TEXTE D'ÉTUDE >>
Cet enfant va mourir.

Personne ne sait à quel moment exactement. 

Elle accompagne le médecin et l'interne dans le salon des parents. Pendant encore quelques minutes, le temps du trajet, ils ne savent pas. Ils sont encore plein d'espoir de voir à nouveau leur bébé rire aux éclats, manger avec les doigts, se mettre les doigts dans le nez...

Elle se met dans sa bulle, elle se projette dans ses souvenirs. Elle revoit le jour où son fils a appris à faire du vélo et qu'elle a pleuré de fierté. Elle se souvient du jour où sa fille lui a dit "je t'aime " pour la première fois. Elle se remémore la naissance de sa petite dernière si chargée en émotions. Elle accumule les souvenirs dans sa tête, en fait des barrières, des abris, des remparts pour ne pas voir, ne pas entendre ce qui se dit.

Un cri. Un long cri aigu et strident, suivi d'un râle animal la tire de sa bulle. Les barrières ne seront jamais assez solides pour résister à la douleur d'une mère et d'un père qui vont perdre leur enfant. Elle est obligée de partager cette douleur, d'en prendre une infime partie, de la vivre avec eux, parce que c'est une douleur dévastatrice, contagieuse, inhumaine, injuste. C'est une douleur dégueulasse qui s'insinue partout et qui détruit tout sur son passage.

Les heures s'écoulent. Beaucoup de parents sont venus dire au revoir à ce petit bonhomme, soutenir la maman et le papa. Chaque pas dans cette chambre lui coûte beaucoup. La tristesse est partout, tel un brouillard épais qui entre par les narines et la bouche quand elle respire. L'air est suffocant. Pourtant, elle va et vient sans cesse parce que c'est son rôle. A la fois présente et discrète. Encore et toujours aux petits soins pour cet enfant qui mérite le plus grand respect et le plus grand confort. A l'écoute des parents, de la famille.

Extraits du jeu de données:
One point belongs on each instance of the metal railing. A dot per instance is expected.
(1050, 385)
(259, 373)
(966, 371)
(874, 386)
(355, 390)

À FAIRE >>
**A.** Dans le récit sur l'enfant qui va mourir, quels souvenirs revoit-elle lorsqu'elle « se met dans sa bulle » ?
**B.** Prolongez le récit sur l'enfant qui va mourir à la suite de sa dernière phrase.
Les lignes ne sont pas nécessaires pour ce travail.

VOS RÉPONSES >>
**A.**
- Le jour où son fils a appris à faire du vélo et où elle a pleuré de fierté.
- Le jour où sa fille lui a dit « je t'aime » pour la première fois.
- La naissance de sa petite dernière, si chargée en émotions.

**B.**
Elle se sent tellement impuissante. Elle ne sait pas quoi dire. Alors elle se tait et elle écoute. Elle connaît désormais le deuxième prénom de cet enfant, le petit nom de son doudou, l'âge auquel il a fait ses premiers pas et ce qu'il préfère manger. Elle écoute attentivement chaque parole et n'en oubliera aucune.

En dehors de la chambre, ses yeux sont rivés au scope, elle ne peut s'en détacher. 

Elle remarque tout de suite le rythme qui ralentit imperceptiblement. Elle se lève. Il ralentit encore. Elle est aux aguets. La saturation commence à chuter. Elle jette un regard au médecin. Elle chute encore. Il acquiesce. Chacun sait ce qui va se passer.

Elle se précipite dans la chambre, souffle un grand coup avant d'entrer. Le petit est dans les bras de sa maman qui elle, a les yeux rivés sur l'écran. Alors elle éteint l'écran et pose une main sur la tête du petit et une autre sur l'épaule de la maman.

Plus de cri, plus de râle, juste des larmes qui roulent sur toutes les joues.

Elle va continuer ainsi à prendre soin de ce petit. Son travail n'est pas terminé et c'est avec beaucoup de douceur, en continuant à lui parler qu'elle va effacer toutes traces de leurs interventions. Elle va le faire beau, le chouchouter, lui poser son doudou dans le cou et quitter la chambre plus longtemps cette fois pour que la famille se retrouve dans l'intimité.

Elle est là, assise sur sa chaise, tenant un café tiède entre ses mains, incapable de parler, incapable de bouger, incapable de regarder ses collègues de peur de voir leurs yeux rougis raviver sa douleur.

Il est bientôt l'heure de rentrer, de passer le relais à l'équipe du matin. Pourtant, elle est incapable de se lever, elle regrette d'avoir râlé pour une serviette jetée par terre, pour un devoir mal copié. Elle regrette de ne pas avoir fait 2 ou 3 ou 1000 baisers à ses enfants avant de partir.

Alors elle se lève, elle fait ses transmissions et file retrouver ses bébés. Elle leur fait des tas de bisous, leur dit qu'elle les aime fort. Ils la trouvent bizarre cette maman aujourd'hui.

Elle mettra beaucoup de temps à s'endormir ce matin là. Elle revit la nuit, les cris, les yeux rouges, les larmes, les émotions, les couleurs, les mots. Elle pensera à ce petit et à ses parents pendant un long moment et avant de s'endormir elle répétera en boucle "pitié que jamais mes enfants ne passent ces portes".